**EXERCISE DESCRIPTION:** Reproduce the records below exactly as they appear.

Stored records:

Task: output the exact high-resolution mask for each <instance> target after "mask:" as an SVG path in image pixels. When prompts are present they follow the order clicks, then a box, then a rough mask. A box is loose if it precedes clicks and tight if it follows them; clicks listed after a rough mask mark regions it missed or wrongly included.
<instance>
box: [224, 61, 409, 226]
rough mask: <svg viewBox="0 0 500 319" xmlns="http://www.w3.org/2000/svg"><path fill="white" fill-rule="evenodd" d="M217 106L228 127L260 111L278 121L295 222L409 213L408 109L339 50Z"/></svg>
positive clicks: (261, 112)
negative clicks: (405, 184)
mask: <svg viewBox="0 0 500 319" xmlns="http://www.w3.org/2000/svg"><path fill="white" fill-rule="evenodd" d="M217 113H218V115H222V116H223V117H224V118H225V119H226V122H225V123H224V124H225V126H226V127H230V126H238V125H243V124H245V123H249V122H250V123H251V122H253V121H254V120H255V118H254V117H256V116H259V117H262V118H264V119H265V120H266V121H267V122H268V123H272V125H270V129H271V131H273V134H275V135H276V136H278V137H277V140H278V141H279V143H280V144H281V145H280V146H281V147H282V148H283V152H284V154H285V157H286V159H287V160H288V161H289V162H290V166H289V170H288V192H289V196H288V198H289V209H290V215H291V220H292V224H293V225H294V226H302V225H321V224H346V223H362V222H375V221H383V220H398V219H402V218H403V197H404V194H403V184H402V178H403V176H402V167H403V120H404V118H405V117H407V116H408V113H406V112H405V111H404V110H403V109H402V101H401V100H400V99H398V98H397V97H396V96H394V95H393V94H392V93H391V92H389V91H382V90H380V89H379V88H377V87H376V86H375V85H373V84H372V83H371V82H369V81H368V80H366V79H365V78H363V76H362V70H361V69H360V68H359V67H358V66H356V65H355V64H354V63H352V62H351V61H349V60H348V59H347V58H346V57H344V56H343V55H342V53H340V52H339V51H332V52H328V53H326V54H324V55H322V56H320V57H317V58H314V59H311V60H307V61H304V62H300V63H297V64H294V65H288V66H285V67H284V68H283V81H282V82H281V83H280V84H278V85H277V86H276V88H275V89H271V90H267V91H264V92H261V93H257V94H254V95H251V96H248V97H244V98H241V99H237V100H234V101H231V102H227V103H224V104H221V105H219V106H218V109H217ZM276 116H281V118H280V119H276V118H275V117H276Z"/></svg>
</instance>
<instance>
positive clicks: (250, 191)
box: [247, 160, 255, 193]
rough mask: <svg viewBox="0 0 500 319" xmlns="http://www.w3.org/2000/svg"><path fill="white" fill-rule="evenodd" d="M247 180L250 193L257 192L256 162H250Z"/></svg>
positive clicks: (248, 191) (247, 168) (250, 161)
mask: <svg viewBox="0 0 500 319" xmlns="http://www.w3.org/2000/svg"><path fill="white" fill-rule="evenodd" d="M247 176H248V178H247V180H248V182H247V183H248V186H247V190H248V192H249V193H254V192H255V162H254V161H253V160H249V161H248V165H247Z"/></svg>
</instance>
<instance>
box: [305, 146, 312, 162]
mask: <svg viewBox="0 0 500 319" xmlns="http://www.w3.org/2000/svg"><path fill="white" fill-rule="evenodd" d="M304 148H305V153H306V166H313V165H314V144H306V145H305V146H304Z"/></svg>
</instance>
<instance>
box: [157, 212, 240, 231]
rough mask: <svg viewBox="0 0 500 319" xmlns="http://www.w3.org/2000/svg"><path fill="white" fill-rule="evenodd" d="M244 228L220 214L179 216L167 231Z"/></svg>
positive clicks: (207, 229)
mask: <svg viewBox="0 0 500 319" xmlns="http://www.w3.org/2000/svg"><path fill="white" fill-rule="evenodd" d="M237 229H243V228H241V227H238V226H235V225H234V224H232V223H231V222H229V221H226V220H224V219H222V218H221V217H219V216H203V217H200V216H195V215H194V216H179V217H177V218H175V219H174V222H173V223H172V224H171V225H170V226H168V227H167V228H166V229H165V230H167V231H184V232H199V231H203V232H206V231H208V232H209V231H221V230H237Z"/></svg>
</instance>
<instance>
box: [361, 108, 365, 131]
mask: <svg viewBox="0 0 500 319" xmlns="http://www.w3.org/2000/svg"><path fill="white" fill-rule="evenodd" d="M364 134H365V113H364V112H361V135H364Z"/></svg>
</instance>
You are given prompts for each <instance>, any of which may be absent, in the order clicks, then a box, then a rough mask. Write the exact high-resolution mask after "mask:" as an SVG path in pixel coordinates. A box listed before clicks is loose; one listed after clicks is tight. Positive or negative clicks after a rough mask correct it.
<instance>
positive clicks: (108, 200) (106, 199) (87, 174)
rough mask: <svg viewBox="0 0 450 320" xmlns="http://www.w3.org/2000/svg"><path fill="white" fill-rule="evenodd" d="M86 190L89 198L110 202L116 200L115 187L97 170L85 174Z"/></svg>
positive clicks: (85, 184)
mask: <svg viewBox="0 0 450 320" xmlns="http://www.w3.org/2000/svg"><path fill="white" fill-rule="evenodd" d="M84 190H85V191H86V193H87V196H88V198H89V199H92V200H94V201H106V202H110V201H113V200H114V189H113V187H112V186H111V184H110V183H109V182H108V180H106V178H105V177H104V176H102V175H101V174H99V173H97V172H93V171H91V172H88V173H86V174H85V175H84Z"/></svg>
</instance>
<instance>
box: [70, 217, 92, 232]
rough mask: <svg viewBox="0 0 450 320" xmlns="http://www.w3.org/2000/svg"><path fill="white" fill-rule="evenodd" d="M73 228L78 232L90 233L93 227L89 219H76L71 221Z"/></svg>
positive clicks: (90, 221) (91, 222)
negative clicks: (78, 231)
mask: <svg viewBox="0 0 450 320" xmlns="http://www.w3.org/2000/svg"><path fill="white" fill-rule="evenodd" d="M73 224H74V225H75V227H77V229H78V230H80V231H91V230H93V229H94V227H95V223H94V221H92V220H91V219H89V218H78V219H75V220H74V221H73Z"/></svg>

**EXERCISE OUTPUT:**
Task: output the exact high-resolution mask for each <instance> target after "mask:" as an SVG path in image pixels. When prompts are present they follow the order clicks, then a box, then a rough mask. A box is loose if it precedes clicks and tight if it follows them; clicks listed after a rough mask mark regions it missed or wrongly included.
<instance>
box: [224, 61, 409, 226]
rough mask: <svg viewBox="0 0 500 319" xmlns="http://www.w3.org/2000/svg"><path fill="white" fill-rule="evenodd" d="M217 106L228 127L260 111L278 121L295 222L409 213L408 109L339 50Z"/></svg>
positive clicks: (261, 112)
negative clicks: (405, 184)
mask: <svg viewBox="0 0 500 319" xmlns="http://www.w3.org/2000/svg"><path fill="white" fill-rule="evenodd" d="M217 113H218V115H222V116H223V117H224V118H225V119H226V122H225V123H224V124H225V126H226V127H230V126H238V125H243V124H245V123H249V122H250V123H251V122H253V121H254V120H255V118H254V117H256V116H259V117H262V118H264V119H265V120H266V121H267V122H268V123H272V125H270V129H271V131H273V134H275V135H276V136H278V137H277V140H278V141H279V143H280V144H281V145H280V146H281V147H282V148H283V152H284V154H285V157H286V159H287V160H288V161H289V162H290V166H289V170H288V192H289V196H288V198H289V209H290V215H291V220H292V224H293V225H294V226H302V225H321V224H346V223H362V222H375V221H383V220H398V219H402V218H403V197H404V194H403V184H402V178H403V176H402V167H403V120H404V118H405V117H407V116H408V113H406V112H405V111H404V110H403V109H402V101H401V100H400V99H398V98H397V97H396V96H394V95H393V94H392V93H391V92H389V91H382V90H380V89H379V88H377V87H376V86H375V85H373V84H372V83H371V82H369V81H368V80H366V79H365V78H363V76H362V70H361V69H360V68H359V67H358V66H356V65H355V64H354V63H352V62H351V61H349V60H348V59H347V58H346V57H344V56H343V55H342V53H340V52H339V51H332V52H328V53H326V54H324V55H322V56H320V57H317V58H314V59H311V60H307V61H304V62H300V63H297V64H294V65H288V66H285V67H284V68H283V81H282V82H281V83H280V84H278V85H277V86H276V88H275V89H271V90H267V91H264V92H261V93H257V94H254V95H251V96H248V97H244V98H241V99H237V100H234V101H231V102H227V103H224V104H221V105H219V106H218V109H217ZM276 116H281V118H280V119H276V118H275V117H276Z"/></svg>
</instance>
<instance>
positive clicks: (250, 191)
box: [247, 160, 255, 193]
rough mask: <svg viewBox="0 0 500 319" xmlns="http://www.w3.org/2000/svg"><path fill="white" fill-rule="evenodd" d="M247 180L250 193L257 192L256 162H250Z"/></svg>
positive clicks: (248, 191) (247, 168) (250, 161)
mask: <svg viewBox="0 0 500 319" xmlns="http://www.w3.org/2000/svg"><path fill="white" fill-rule="evenodd" d="M247 176H248V178H247V180H248V182H247V183H248V186H247V190H248V192H249V193H254V192H255V162H254V161H253V160H249V161H248V165H247Z"/></svg>
</instance>
<instance>
box: [305, 146, 312, 162]
mask: <svg viewBox="0 0 500 319" xmlns="http://www.w3.org/2000/svg"><path fill="white" fill-rule="evenodd" d="M304 148H305V153H306V166H313V165H314V144H306V145H305V146H304Z"/></svg>
</instance>
<instance>
box: [157, 212, 240, 231]
rough mask: <svg viewBox="0 0 500 319" xmlns="http://www.w3.org/2000/svg"><path fill="white" fill-rule="evenodd" d="M244 228L220 214L179 216L167 231Z"/></svg>
positive clicks: (207, 229)
mask: <svg viewBox="0 0 500 319" xmlns="http://www.w3.org/2000/svg"><path fill="white" fill-rule="evenodd" d="M237 229H243V228H241V227H238V226H235V225H234V224H232V223H231V222H229V221H226V220H224V219H222V218H221V217H219V216H203V217H200V216H195V215H194V216H179V217H177V218H175V219H174V222H173V223H172V224H171V225H170V226H168V227H167V228H166V229H165V230H167V231H184V232H199V231H203V232H206V231H208V232H209V231H221V230H237Z"/></svg>
</instance>
<instance>
box: [361, 108, 365, 131]
mask: <svg viewBox="0 0 500 319" xmlns="http://www.w3.org/2000/svg"><path fill="white" fill-rule="evenodd" d="M364 134H365V113H364V112H361V135H364Z"/></svg>
</instance>
You are given prompts for each <instance>, any of which may be absent, in the order clicks, then a box, then a rough mask. Write the exact high-resolution mask after "mask:" as an SVG path in pixel coordinates. A box listed before clicks is loose; one listed after clicks is tight. Positive or negative clicks after a rough mask correct it.
<instance>
positive clicks: (108, 200) (106, 199) (87, 174)
rough mask: <svg viewBox="0 0 450 320" xmlns="http://www.w3.org/2000/svg"><path fill="white" fill-rule="evenodd" d="M86 190L89 198L110 202L116 200L115 187L97 170L85 174Z"/></svg>
positive clicks: (85, 184)
mask: <svg viewBox="0 0 450 320" xmlns="http://www.w3.org/2000/svg"><path fill="white" fill-rule="evenodd" d="M84 190H85V191H86V193H87V196H88V198H89V199H92V200H94V201H106V202H110V201H113V200H114V189H113V187H112V186H111V184H110V183H109V182H108V180H106V178H105V177H104V176H102V175H101V174H99V173H97V172H93V171H91V172H88V173H86V174H85V175H84Z"/></svg>
</instance>
<instance>
box: [70, 217, 92, 232]
rough mask: <svg viewBox="0 0 450 320" xmlns="http://www.w3.org/2000/svg"><path fill="white" fill-rule="evenodd" d="M73 228L78 232L90 233L93 227L89 219H76L71 221Z"/></svg>
positive clicks: (90, 221) (91, 222)
negative clicks: (78, 231)
mask: <svg viewBox="0 0 450 320" xmlns="http://www.w3.org/2000/svg"><path fill="white" fill-rule="evenodd" d="M73 224H74V225H75V227H77V229H78V230H80V231H91V230H93V229H94V227H95V223H94V221H92V220H91V219H89V218H78V219H75V220H74V221H73Z"/></svg>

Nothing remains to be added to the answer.